Task requirements:
List every line in the records that contains the word "woman".

Dataset records:

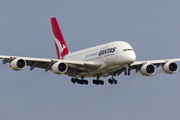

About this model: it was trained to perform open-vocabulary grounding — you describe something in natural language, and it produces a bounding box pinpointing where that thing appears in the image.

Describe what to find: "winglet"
[51,17,70,59]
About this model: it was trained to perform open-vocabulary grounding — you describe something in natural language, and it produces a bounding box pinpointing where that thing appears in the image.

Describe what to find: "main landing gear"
[93,77,104,85]
[71,77,88,85]
[124,66,130,75]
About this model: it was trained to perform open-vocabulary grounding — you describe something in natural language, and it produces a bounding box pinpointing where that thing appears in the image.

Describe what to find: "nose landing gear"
[108,75,117,84]
[93,77,104,85]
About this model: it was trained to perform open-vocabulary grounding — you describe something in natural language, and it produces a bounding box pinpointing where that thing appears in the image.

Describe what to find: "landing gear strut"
[71,77,88,85]
[124,66,130,75]
[108,75,117,84]
[93,77,104,85]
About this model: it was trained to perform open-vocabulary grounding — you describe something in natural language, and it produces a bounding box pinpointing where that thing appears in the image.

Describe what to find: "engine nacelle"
[162,61,178,74]
[51,62,68,74]
[140,63,156,76]
[10,59,26,71]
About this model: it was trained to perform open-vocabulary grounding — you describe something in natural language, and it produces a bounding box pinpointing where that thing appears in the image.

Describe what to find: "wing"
[0,55,101,74]
[115,58,180,76]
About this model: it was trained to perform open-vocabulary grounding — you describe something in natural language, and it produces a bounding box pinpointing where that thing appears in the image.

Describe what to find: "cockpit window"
[123,49,133,51]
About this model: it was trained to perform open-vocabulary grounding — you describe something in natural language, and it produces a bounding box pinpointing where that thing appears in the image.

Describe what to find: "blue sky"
[0,0,180,120]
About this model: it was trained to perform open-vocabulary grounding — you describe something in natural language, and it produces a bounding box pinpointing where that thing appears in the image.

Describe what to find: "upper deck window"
[123,49,133,51]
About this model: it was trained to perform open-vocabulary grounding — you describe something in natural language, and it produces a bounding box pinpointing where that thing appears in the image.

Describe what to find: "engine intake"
[10,59,26,71]
[163,61,178,74]
[51,62,68,74]
[140,63,156,76]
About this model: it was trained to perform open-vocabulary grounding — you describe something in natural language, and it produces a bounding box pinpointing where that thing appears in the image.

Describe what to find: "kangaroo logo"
[54,37,66,59]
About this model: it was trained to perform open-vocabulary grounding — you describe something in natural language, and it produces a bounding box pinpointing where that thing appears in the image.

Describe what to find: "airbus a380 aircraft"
[0,17,180,85]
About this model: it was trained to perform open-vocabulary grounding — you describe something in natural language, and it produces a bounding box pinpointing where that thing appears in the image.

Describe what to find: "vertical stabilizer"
[51,17,69,59]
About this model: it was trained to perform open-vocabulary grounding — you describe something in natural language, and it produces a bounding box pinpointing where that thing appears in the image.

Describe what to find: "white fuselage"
[64,41,136,77]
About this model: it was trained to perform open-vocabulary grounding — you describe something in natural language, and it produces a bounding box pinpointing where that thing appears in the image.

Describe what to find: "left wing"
[0,55,101,74]
[116,58,180,76]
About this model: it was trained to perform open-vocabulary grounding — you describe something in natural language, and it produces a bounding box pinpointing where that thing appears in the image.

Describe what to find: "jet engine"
[140,63,156,76]
[163,61,178,74]
[51,62,68,74]
[10,59,26,71]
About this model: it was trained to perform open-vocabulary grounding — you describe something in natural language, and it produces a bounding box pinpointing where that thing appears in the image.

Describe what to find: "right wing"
[115,58,180,76]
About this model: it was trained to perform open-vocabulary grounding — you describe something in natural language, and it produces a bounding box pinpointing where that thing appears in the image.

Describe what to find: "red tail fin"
[51,17,69,59]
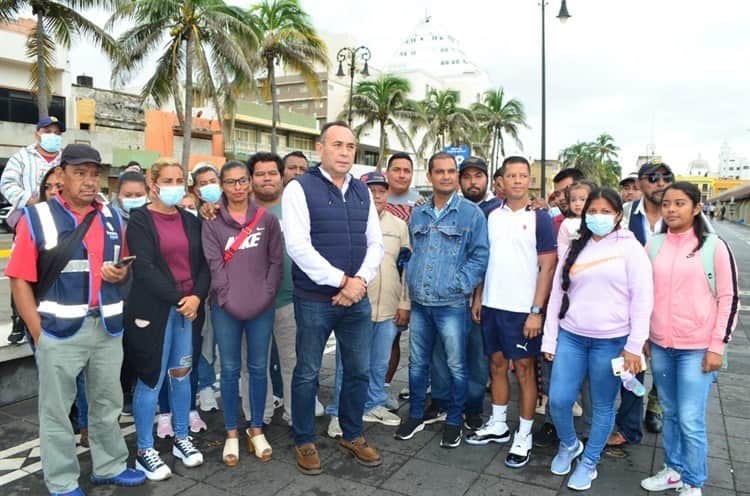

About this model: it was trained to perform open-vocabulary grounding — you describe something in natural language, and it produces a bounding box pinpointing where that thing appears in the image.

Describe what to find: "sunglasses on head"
[643,172,674,184]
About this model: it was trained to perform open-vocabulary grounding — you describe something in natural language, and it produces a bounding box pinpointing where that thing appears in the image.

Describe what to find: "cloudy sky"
[66,0,750,173]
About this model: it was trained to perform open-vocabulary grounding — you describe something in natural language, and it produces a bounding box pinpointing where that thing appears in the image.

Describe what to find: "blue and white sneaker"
[568,458,599,491]
[172,436,203,468]
[550,439,583,475]
[135,448,172,481]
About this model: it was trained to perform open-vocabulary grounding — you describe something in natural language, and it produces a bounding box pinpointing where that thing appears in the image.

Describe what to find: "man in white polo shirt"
[466,157,557,468]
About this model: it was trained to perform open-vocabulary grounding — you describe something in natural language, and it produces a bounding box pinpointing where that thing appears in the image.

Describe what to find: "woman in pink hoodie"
[641,182,739,496]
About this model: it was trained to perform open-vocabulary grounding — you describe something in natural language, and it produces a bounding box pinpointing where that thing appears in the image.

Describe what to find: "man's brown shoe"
[294,443,321,475]
[339,437,383,467]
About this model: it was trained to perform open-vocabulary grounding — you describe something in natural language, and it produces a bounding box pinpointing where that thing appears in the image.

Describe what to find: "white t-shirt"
[482,202,557,313]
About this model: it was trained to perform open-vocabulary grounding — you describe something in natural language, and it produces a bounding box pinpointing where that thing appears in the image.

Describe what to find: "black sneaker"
[394,417,424,441]
[534,422,560,448]
[464,413,484,431]
[440,424,462,448]
[8,326,26,344]
[423,400,448,425]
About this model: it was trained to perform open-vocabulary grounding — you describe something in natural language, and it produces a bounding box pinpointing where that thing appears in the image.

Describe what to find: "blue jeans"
[133,307,193,450]
[76,372,89,429]
[326,320,398,417]
[651,343,718,487]
[549,328,628,465]
[211,305,274,431]
[409,301,469,425]
[464,321,490,415]
[292,296,372,446]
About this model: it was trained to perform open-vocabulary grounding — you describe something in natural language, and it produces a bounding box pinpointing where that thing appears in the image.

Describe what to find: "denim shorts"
[482,307,542,359]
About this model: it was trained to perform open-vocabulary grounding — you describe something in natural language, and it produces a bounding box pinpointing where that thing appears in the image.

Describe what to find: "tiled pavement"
[0,224,750,496]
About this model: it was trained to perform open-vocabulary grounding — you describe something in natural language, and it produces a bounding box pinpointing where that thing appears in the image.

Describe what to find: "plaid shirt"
[0,144,60,210]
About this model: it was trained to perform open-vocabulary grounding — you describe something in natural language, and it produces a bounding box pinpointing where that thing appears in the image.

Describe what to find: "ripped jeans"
[133,307,193,450]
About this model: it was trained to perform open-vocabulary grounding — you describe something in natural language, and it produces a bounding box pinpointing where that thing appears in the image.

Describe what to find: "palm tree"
[339,74,418,170]
[471,86,529,173]
[0,0,117,120]
[594,133,620,162]
[412,88,476,155]
[107,0,255,173]
[250,0,328,153]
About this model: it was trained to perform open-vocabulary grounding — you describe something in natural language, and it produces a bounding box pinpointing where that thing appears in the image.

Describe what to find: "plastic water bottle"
[620,370,646,396]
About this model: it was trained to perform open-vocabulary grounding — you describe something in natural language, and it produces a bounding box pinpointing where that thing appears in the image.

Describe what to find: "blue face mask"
[39,133,62,153]
[586,214,615,236]
[198,184,221,203]
[120,195,146,213]
[159,186,185,207]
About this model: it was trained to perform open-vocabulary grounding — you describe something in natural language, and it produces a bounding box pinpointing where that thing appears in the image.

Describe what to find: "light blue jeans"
[133,307,193,450]
[211,305,274,431]
[651,343,718,487]
[549,328,628,465]
[326,320,398,417]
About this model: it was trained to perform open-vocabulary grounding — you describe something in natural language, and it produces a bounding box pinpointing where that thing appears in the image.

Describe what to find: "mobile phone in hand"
[115,255,135,269]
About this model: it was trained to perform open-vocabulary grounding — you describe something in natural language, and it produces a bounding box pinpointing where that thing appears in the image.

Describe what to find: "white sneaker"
[198,386,219,412]
[135,448,172,480]
[505,431,534,468]
[534,394,549,415]
[156,413,174,439]
[172,437,203,468]
[677,484,703,496]
[328,415,344,439]
[466,417,510,446]
[362,406,401,427]
[641,465,688,494]
[188,410,208,432]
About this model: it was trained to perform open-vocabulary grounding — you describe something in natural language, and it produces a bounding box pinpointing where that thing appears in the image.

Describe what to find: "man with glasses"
[607,162,674,447]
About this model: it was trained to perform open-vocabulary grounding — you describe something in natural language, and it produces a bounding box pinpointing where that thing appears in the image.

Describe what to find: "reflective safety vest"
[24,198,123,338]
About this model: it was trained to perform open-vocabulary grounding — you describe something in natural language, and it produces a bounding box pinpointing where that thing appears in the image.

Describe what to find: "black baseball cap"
[60,143,102,167]
[638,162,674,178]
[359,171,388,189]
[459,157,487,176]
[36,115,65,133]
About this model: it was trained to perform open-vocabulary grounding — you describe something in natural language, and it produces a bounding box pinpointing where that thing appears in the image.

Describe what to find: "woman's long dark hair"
[558,188,622,319]
[661,181,710,253]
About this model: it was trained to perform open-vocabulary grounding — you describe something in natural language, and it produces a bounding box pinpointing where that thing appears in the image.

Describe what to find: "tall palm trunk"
[36,12,49,120]
[182,34,193,177]
[375,121,386,171]
[266,55,281,153]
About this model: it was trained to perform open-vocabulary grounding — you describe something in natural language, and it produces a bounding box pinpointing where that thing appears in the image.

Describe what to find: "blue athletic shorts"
[482,307,542,359]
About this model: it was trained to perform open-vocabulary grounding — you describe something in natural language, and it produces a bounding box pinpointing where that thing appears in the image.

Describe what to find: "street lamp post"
[540,0,570,201]
[336,46,370,127]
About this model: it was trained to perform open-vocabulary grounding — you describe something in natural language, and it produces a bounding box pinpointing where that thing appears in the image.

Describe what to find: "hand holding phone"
[115,255,135,269]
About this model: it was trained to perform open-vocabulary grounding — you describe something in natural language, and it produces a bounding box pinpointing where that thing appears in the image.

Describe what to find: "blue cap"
[36,115,65,133]
[359,171,388,188]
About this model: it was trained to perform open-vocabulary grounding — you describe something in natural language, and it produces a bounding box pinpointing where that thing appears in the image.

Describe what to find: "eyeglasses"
[644,172,674,184]
[222,177,250,188]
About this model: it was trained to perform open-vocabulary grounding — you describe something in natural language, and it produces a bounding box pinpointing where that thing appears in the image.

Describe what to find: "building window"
[0,88,65,128]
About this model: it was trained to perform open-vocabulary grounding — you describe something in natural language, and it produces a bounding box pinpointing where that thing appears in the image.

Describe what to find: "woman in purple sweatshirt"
[542,188,654,491]
[202,160,283,467]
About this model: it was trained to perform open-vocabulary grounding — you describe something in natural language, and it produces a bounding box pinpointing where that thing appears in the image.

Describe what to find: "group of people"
[0,117,738,496]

Finished answer:
Describe what to find: "woman in pink hoodie"
Describe what to find: "woman's long dark hair"
Describe what to find: "woman in purple sweatshirt"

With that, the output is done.